ENTRIES SHOWN:
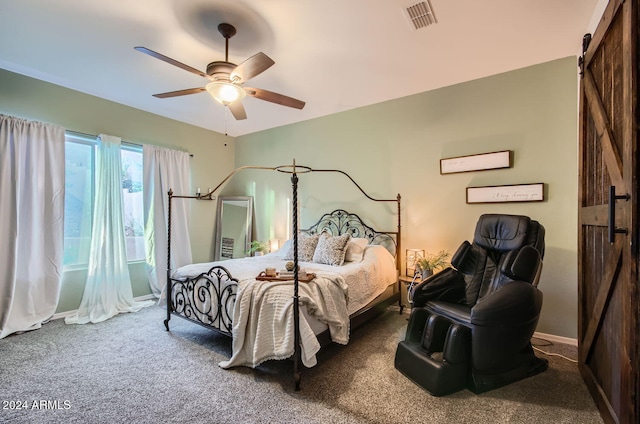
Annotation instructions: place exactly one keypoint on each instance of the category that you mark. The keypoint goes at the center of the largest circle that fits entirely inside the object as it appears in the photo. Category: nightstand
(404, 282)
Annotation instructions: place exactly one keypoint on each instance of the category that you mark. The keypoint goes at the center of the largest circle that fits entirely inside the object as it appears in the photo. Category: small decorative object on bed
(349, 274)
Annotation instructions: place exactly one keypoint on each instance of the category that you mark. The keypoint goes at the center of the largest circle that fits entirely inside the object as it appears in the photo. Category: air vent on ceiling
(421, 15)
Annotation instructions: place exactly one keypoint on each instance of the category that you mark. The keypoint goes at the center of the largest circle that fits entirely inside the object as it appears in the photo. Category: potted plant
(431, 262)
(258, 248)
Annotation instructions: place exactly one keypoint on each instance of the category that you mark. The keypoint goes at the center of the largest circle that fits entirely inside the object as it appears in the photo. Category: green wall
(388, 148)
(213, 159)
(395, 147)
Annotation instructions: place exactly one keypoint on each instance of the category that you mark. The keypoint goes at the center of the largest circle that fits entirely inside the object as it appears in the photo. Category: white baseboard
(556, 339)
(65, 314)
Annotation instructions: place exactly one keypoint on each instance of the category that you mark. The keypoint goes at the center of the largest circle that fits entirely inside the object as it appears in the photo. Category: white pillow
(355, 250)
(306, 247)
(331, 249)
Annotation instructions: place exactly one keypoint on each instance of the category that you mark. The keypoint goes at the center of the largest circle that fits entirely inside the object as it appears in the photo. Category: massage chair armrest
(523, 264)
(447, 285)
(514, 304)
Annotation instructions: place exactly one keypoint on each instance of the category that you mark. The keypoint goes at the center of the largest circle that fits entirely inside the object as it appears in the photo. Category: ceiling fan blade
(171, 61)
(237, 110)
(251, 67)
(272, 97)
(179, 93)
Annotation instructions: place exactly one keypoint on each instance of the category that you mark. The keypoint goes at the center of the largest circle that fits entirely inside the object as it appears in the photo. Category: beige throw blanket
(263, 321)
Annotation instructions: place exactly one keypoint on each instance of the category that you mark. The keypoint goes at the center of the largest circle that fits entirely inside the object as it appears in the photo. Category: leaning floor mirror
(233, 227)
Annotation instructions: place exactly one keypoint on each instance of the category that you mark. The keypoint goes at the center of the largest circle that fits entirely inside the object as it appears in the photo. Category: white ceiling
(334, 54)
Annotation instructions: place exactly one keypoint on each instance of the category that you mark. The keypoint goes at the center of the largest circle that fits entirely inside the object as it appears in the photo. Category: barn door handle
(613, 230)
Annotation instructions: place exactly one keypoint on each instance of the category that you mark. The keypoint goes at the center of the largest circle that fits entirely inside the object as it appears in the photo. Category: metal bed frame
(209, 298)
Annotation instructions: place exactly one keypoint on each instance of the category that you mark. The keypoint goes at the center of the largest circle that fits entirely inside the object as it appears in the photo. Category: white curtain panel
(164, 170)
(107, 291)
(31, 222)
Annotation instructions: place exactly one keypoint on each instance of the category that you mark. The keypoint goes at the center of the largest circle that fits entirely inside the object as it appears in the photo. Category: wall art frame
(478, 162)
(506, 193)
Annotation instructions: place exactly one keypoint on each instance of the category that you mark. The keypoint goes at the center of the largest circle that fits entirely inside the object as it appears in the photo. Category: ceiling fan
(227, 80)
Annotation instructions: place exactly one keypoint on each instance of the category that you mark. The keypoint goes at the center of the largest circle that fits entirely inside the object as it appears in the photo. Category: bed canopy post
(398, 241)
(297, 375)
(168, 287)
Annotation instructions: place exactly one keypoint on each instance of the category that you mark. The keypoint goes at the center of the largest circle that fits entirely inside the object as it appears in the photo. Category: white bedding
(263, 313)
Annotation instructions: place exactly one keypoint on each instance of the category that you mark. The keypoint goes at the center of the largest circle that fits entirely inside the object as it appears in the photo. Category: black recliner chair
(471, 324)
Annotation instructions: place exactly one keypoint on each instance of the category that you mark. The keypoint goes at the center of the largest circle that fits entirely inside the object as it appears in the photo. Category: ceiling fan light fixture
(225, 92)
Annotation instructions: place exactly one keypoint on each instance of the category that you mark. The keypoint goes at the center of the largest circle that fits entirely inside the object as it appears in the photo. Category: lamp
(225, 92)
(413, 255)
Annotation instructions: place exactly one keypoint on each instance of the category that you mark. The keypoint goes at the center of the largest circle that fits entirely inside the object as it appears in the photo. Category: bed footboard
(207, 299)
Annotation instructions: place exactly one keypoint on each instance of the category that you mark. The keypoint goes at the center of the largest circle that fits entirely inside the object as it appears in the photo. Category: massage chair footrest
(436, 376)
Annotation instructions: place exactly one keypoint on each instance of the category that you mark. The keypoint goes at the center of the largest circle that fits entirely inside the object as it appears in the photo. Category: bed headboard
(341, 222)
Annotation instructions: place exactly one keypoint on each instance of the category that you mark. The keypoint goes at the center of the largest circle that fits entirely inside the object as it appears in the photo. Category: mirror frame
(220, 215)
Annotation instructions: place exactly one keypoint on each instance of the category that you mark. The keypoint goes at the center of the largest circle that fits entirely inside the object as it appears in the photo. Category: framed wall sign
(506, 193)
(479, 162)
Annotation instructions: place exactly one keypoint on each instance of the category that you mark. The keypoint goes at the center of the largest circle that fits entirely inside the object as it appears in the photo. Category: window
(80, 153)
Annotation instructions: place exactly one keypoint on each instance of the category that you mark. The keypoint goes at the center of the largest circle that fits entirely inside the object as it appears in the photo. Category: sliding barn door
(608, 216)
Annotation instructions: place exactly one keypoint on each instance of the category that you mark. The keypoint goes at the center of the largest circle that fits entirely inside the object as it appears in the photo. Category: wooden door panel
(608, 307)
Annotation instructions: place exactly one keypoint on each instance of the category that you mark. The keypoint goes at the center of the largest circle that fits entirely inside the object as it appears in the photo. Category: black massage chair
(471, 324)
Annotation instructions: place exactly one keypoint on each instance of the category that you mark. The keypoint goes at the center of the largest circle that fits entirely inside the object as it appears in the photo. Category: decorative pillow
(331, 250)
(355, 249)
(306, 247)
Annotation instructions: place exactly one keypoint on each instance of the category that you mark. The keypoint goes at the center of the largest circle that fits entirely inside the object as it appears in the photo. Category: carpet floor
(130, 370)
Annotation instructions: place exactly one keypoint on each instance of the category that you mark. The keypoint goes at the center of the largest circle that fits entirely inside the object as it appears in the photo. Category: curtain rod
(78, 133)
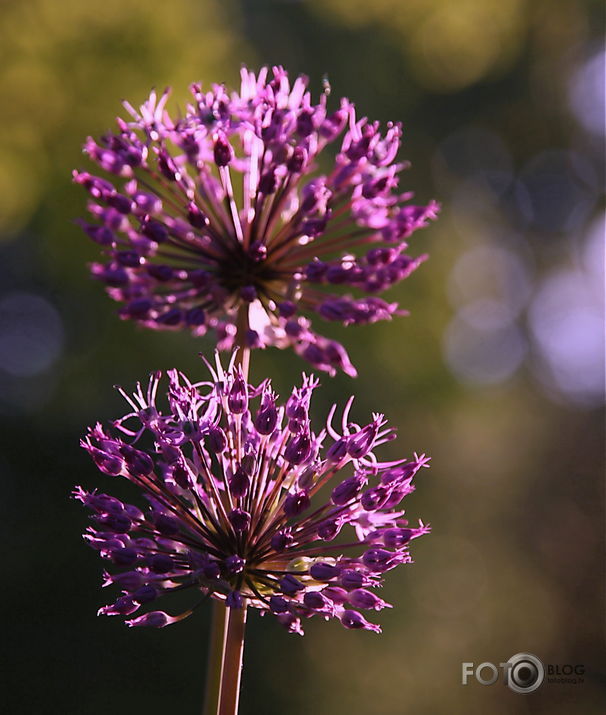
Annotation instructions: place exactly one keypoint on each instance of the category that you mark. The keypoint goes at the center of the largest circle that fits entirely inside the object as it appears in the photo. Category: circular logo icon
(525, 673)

--

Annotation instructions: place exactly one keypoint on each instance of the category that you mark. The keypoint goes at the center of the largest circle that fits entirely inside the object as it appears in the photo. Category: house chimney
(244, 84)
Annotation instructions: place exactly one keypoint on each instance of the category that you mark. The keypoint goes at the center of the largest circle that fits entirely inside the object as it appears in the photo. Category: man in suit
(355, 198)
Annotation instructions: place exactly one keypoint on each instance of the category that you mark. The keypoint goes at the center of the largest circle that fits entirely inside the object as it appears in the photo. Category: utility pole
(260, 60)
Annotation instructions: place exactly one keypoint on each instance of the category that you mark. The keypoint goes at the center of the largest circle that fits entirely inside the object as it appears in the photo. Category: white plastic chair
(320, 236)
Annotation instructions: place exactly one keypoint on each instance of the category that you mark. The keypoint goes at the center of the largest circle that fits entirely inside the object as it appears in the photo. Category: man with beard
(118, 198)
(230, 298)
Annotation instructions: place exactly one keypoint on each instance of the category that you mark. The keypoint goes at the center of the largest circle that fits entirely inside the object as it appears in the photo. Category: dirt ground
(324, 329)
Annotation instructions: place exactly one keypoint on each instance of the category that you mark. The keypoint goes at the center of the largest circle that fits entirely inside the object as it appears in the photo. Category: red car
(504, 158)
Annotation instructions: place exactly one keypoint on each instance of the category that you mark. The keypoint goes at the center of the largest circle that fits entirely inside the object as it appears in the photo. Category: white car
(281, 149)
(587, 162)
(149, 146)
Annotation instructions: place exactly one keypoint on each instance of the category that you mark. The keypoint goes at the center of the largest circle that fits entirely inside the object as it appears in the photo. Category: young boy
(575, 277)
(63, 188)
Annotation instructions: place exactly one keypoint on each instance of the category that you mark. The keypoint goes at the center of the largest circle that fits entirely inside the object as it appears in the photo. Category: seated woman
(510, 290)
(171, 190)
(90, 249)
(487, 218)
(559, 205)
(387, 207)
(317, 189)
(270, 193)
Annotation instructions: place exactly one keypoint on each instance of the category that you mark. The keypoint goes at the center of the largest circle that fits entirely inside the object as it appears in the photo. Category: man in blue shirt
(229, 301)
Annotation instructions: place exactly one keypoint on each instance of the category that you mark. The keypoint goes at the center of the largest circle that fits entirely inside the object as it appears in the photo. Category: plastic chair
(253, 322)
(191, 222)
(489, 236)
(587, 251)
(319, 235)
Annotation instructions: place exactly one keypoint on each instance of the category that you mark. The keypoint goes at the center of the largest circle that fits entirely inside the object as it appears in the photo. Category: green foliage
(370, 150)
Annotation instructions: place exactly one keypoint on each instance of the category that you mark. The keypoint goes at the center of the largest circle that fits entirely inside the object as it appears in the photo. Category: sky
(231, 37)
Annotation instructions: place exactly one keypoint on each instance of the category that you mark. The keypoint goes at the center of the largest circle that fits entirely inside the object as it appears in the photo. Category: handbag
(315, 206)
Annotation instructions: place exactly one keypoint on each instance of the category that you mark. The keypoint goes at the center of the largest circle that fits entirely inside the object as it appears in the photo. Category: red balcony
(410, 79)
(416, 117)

EXERCISE PROMPT:
Which lines in the entries above contain the string "framed", matching case exactly? Report each such line in full.

EXERCISE ANSWER:
Annotation instructions: place exactly one keypoint on each instance of the category that you mark. The keypoint goes at the center of the largest circle that fits entirely inside the object as it appears in the photo. Category: framed wall sign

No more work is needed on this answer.